Task set:
**1.** Reproduce the blog post's text from "Insecure Writers Support" up to and including "I insecure about?".
**2.** Answer these questions using the blog post:
(a) What number did the writer receive on joining the group?
(b) Which day of each month is the group's official posting day?
(c) What sport does the protagonist play?

Extracted text:
Wednesday, September 7, 2011

Insecure Writers Support Group Post 1

I joined the Insecure Writer's Support Group that is hosted by Alex J. Cavanaugh over at his blog.  I am number 76. I should have waited one more for 77 as 1977 is the year that Star Wars was unleashed upon the world.

Purpose: To share and encourage. Writers can express doubts and concerns without fear of appearing foolish or weak. Those who have been through the fire can offer assistance and guidance. It’s a safe haven for insecure writers of all kinds!

Posting: The first Wednesday of every month is officially Insecure Writer’s Support Group day. Post about your doubts and the fears you have conquered. Discuss your struggles and triumphs. Offer a word of encouragement for others who are struggling. Visit others in the group and connect with your fellow writer.

So what am I insecure about?

I wrote a book where the hero of the story (protagonist) is gay.  I'm a little insecure that people will judge it for that instead of judging it for what it should be--a science-fiction story wherein the main character simply likes boys instead of girls.  The sexuality part of the story is really underplayed... back burner if you what is actually going on in the world I created.  My protag starts out in the first book as a high school kid.  He plays ice hockey and is really good at math.  My book has Langrangian calculus in it (well the second book does--by then he's a student at Cornell University) and the use of a particle collider is essential to the plotline.  By that time, he happens to have a boyfriend and their relationship is healthy.  They don't get beaten to death by bigots, Jordan's teammates respect him, and he doesn't have a flamboyant personality.  This is because their relationship is NOT the story.  However, the whole "sexuality" thing is such a hotspot that I think the issues in identifying a character in a story as being gay can threaten to BECOME the entire story and I don't like that.

Photo-based referring expression data:
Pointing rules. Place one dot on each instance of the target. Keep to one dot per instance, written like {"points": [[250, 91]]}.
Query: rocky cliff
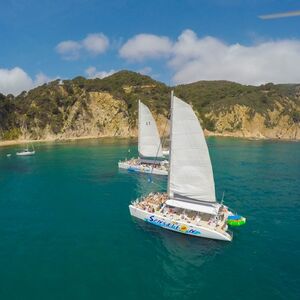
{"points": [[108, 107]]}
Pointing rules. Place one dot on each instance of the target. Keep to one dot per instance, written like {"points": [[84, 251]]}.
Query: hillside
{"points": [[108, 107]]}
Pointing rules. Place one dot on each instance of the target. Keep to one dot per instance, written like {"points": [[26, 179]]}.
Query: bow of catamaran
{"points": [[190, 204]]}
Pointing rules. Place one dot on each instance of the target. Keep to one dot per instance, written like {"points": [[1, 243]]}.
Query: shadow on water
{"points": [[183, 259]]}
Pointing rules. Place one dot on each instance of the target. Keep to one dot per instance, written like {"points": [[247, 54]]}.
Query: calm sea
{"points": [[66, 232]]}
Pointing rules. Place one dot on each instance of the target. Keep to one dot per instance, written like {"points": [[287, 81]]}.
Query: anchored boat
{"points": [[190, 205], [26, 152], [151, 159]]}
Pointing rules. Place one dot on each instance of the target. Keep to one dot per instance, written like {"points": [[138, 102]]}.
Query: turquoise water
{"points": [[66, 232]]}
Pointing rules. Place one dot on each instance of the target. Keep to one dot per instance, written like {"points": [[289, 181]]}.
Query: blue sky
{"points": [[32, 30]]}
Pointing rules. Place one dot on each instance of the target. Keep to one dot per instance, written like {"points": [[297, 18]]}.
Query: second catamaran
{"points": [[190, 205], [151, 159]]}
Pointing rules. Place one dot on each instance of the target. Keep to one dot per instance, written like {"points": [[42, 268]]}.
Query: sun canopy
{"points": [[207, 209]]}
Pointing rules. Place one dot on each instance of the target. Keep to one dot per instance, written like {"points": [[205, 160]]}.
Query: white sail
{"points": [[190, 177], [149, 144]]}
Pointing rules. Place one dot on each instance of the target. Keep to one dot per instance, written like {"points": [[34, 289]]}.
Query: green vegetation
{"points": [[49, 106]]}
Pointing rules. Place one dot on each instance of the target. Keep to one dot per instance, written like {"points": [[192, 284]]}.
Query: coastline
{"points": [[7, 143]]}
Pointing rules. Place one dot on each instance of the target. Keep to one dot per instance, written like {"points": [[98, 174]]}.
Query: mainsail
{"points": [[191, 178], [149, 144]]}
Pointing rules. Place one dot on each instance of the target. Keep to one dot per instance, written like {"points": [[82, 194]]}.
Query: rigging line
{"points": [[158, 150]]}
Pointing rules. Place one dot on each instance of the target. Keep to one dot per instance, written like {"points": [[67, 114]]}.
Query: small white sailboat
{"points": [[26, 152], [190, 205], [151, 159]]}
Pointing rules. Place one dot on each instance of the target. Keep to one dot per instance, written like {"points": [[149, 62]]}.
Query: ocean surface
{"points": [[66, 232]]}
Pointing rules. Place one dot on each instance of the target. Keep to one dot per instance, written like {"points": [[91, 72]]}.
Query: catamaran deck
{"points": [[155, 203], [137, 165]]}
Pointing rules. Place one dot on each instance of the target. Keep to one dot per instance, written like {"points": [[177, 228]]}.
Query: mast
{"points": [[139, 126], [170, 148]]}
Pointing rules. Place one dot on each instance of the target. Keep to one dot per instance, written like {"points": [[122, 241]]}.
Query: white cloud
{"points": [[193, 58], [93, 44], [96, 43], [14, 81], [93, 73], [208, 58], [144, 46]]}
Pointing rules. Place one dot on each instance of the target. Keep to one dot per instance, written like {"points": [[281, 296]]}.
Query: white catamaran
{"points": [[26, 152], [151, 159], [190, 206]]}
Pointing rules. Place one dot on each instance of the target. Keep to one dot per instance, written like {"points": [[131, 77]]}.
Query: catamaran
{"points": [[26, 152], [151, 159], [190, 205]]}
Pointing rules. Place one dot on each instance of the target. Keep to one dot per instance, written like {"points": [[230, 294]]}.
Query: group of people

Expected outputs:
**1.**
Insecure Writers Support Group Post 1

I joined the Insecure Writer's Support Group that is hosted by Alex J. Cavanaugh over at his blog.  I am number 76. I should have waited one more for 77 as 1977 is the year that Star Wars was unleashed upon the world.

Purpose: To share and encourage. Writers can express doubts and concerns without fear of appearing foolish or weak. Those who have been through the fire can offer assistance and guidance. It’s a safe haven for insecure writers of all kinds!

Posting: The first Wednesday of every month is officially Insecure Writer’s Support Group day. Post about your doubts and the fears you have conquered. Discuss your struggles and triumphs. Offer a word of encouragement for others who are struggling. Visit others in the group and connect with your fellow writer.

So what am I insecure about?

**2.**
(a) Number 76
(b) The first Wednesday of every month
(c) Ice hockey